◆ THE EXERCISE: What follows is a set of records, each of which is to be written out exactly.

(Named object pointing entries)
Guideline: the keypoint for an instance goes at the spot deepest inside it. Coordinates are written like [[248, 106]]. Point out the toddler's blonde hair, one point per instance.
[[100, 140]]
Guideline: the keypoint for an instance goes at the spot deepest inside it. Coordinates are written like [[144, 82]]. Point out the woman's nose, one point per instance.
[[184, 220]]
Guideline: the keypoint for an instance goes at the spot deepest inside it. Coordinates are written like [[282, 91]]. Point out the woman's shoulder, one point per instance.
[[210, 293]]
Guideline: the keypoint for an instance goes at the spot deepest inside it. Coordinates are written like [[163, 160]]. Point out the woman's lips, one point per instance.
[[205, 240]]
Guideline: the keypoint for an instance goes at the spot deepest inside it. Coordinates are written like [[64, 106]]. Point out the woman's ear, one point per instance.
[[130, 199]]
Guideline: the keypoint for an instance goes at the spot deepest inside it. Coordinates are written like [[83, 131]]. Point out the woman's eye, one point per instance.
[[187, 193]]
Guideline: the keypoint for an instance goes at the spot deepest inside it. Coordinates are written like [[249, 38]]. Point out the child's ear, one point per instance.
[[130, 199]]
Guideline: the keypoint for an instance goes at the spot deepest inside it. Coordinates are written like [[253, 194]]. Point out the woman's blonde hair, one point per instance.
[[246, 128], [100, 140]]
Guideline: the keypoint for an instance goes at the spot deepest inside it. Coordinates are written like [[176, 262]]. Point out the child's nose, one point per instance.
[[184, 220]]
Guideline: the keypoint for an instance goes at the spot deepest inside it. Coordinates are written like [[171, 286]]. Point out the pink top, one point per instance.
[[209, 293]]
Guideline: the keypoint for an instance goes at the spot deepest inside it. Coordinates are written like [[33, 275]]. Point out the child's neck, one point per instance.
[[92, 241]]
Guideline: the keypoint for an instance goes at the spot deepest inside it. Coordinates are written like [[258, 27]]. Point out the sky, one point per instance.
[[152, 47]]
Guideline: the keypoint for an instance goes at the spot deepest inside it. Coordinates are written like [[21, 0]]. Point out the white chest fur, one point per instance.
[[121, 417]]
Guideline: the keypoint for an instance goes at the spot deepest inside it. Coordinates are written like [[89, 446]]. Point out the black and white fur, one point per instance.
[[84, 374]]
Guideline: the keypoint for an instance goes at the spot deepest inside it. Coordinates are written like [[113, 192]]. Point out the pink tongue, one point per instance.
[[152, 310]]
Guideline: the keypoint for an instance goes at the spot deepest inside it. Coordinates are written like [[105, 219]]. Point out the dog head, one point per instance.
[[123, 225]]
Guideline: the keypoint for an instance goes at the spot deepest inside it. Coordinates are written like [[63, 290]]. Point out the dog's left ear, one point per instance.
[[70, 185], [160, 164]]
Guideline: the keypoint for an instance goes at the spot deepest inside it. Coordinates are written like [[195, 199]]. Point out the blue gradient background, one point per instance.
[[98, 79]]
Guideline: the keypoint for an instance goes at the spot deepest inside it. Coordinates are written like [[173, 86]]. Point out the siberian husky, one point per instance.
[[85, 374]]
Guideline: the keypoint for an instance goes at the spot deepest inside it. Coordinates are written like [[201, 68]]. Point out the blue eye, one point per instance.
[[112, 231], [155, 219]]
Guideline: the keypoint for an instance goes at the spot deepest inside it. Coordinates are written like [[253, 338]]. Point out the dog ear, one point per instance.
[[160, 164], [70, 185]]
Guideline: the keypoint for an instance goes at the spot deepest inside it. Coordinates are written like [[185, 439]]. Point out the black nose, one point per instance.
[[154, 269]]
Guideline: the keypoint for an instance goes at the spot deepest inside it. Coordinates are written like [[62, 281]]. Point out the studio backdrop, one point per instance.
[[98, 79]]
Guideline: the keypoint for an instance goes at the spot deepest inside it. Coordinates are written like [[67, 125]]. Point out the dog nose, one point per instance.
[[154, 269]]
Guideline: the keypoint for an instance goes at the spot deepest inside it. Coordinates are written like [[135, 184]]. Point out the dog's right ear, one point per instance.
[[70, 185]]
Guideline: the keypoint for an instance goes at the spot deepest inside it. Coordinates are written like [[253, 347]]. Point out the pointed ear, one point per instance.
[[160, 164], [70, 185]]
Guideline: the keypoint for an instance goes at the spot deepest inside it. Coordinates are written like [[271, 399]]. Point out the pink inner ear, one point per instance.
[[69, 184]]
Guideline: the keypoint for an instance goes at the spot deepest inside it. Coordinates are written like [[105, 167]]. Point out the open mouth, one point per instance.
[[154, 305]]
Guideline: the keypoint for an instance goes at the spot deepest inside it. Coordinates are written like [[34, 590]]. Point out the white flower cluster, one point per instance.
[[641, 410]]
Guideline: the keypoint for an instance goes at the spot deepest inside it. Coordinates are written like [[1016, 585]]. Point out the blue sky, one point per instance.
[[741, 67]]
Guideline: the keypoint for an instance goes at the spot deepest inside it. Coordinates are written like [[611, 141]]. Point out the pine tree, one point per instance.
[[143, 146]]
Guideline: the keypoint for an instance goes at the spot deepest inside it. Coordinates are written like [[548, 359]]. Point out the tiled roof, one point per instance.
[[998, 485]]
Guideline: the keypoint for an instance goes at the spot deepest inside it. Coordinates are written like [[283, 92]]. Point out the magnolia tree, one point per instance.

◆ COMPLETE RESPONSE:
Guideline: the keypoint for an instance goes at the spot deepest inside it. Coordinates are written like [[248, 106]]. Point out the toddler's blonde hair, one point per instance.
[[100, 140]]
Guideline: the keypoint for an instance goes at the spot deepest inside it. Coordinates are written like [[144, 82]]. Point out the woman's nose, one point per instance.
[[184, 220]]
Guideline: the keypoint for an instance goes at the spot deepest inside it. Coordinates are written like [[282, 91]]. Point out the woman's shoulder, one point per instance.
[[210, 293]]
Guideline: the keypoint for an instance goes at the spot deepest inside it. Coordinates are written like [[163, 160]]. Point out the woman's lips, one point per instance.
[[205, 240]]
Guideline: the keypoint for an instance goes at the spot deepest inside it. Coordinates are written like [[64, 106]]. Point out the woman's ear, one point per instance.
[[130, 199]]
Guideline: the keypoint for an instance goes at the spot deepest inside it. Coordinates are written like [[83, 131]]. Point out the woman's eye, one point per instance.
[[187, 193]]
Guideline: the keypoint for an instance goes at the spot deepest inside it. Coordinates are written like [[249, 38]]. Point out the child's ear, one point per instance.
[[130, 199]]
Guideline: the keypoint for an instance goes at the spot deepest inside it. Coordinates are written like [[253, 194]]. Point out the woman's blonde hair, one point per instance.
[[246, 128], [100, 140]]
Guideline: the keypoint for an instance goes at the spot deepest inside it. Coordinates are written like [[176, 262]]. Point out the child's nose, one point per instance.
[[184, 220]]
Guideline: the keypoint for an instance goes at the spot deepest inside it. Coordinates are written like [[171, 286]]. Point out the pink top, one point per instance.
[[209, 293]]
Guideline: the keypoint for an instance goes at the spot deepest inside it. Coordinates are written like [[33, 275]]. Point out the child's neck, one point per instance.
[[92, 241]]
Guideline: the keypoint for an instance goes at the spot deepest inside it. Coordinates are written like [[258, 27]]. Point out the sky, one point per instance.
[[152, 47]]
Guideline: the keypoint for an instance goes at the spot deepest inside it. Coordinates are written like [[21, 0]]. Point out the white chest fur, one point per instance.
[[121, 417]]
Guideline: the keypoint for an instance goes at the spot deepest inside it. Coordinates are written like [[89, 446]]. Point out the black and white fur, one point per instance.
[[84, 374]]
Guideline: the keypoint for an instance goes at the spot deepest inside it. Coordinates are written like [[113, 192]]. Point out the pink tongue, one point per instance.
[[152, 310]]
Guideline: the keypoint for an instance goes at the spot deepest inside it. Coordinates are written like [[105, 219]]. Point out the dog head, one point per instance.
[[123, 225]]
Guideline: the keypoint for an instance goes at the spot deepest inside it. Coordinates are written like [[63, 290]]. Point out the dog's left ear, one point per instance.
[[70, 185], [160, 164]]
Guideline: the keypoint for an instance goes at the spot deepest inside it. Coordinates are written like [[195, 199]]. Point out the blue gradient background, one point per instance.
[[98, 79]]
Guideline: the keypoint for an instance goes at the spot deepest inside it. Coordinates are written like [[173, 86]]. Point out the siberian husky, one point per instance.
[[85, 374]]
Guideline: the keypoint for an instance goes at the spot deepest inside it. Coordinates are written like [[201, 68]]. Point out the blue eye, one point per instance.
[[112, 231], [155, 219]]
Guideline: the keypoint for an instance goes at the spot deepest inside it. Coordinates are written like [[253, 338]]. Point out the dog ear, one point per instance.
[[160, 164], [70, 185]]
Guideline: the keypoint for an instance goes at the spot deepest inside it. Coordinates are written like [[185, 439]]. Point out the black nose, one point per instance.
[[154, 269]]
Guideline: the keypoint for an instance goes at the spot deepest inside it. Coordinates are written like [[62, 281]]. Point out the studio backdrop, one point per instance.
[[98, 79]]
Guideline: the keypoint for an instance goes at the spot deepest inside it. Coordinates are written like [[67, 125]]. Point out the dog nose, one point per instance.
[[154, 269]]
Guideline: the keypoint for an instance goes at the spot deepest inside it. Coordinates are written like [[135, 184]]. Point out the dog's right ear, one point per instance.
[[70, 185]]
Guideline: the keypoint for an instance goes at the spot deepest inside it. Coordinates are written like [[253, 347]]. Point out the pointed ear, one point per instance.
[[160, 164], [70, 185]]
Guideline: the keypoint for an instance goes at the spot deepest inside it. Coordinates are written like [[271, 399]]. Point out the pink inner ear, one point per instance.
[[69, 184]]
Guideline: the keypoint for an instance goes at the spot deepest inside it. Coordinates are written like [[105, 167]]. Point out the open mouth, one point per instance.
[[154, 305]]
Guideline: the keypoint for an instance goes at the spot deepest inside it. Coordinates are written like [[34, 590]]. Point out the white flower cluster, one point per instance.
[[641, 410]]
Guideline: the keypoint for an instance goes at the spot deepest inside it. Coordinates are written like [[1016, 585]]. Point out the blue sky, one point per instance.
[[741, 67]]
Guideline: the keypoint for an instance goes at the spot deepest inside it. Coordinates are written like [[611, 141]]. Point out the pine tree, one point per instance.
[[143, 146]]
Guideline: the keypoint for an instance goes at the spot deepest inside it. Coordinates are written like [[548, 359]]. Point out the tiled roof, one point per instance.
[[998, 485]]
Guideline: the keypoint for an instance goes at the spot deepest inside it. Coordinates are written like [[283, 92]]. Point out the magnolia tree, one point per instance.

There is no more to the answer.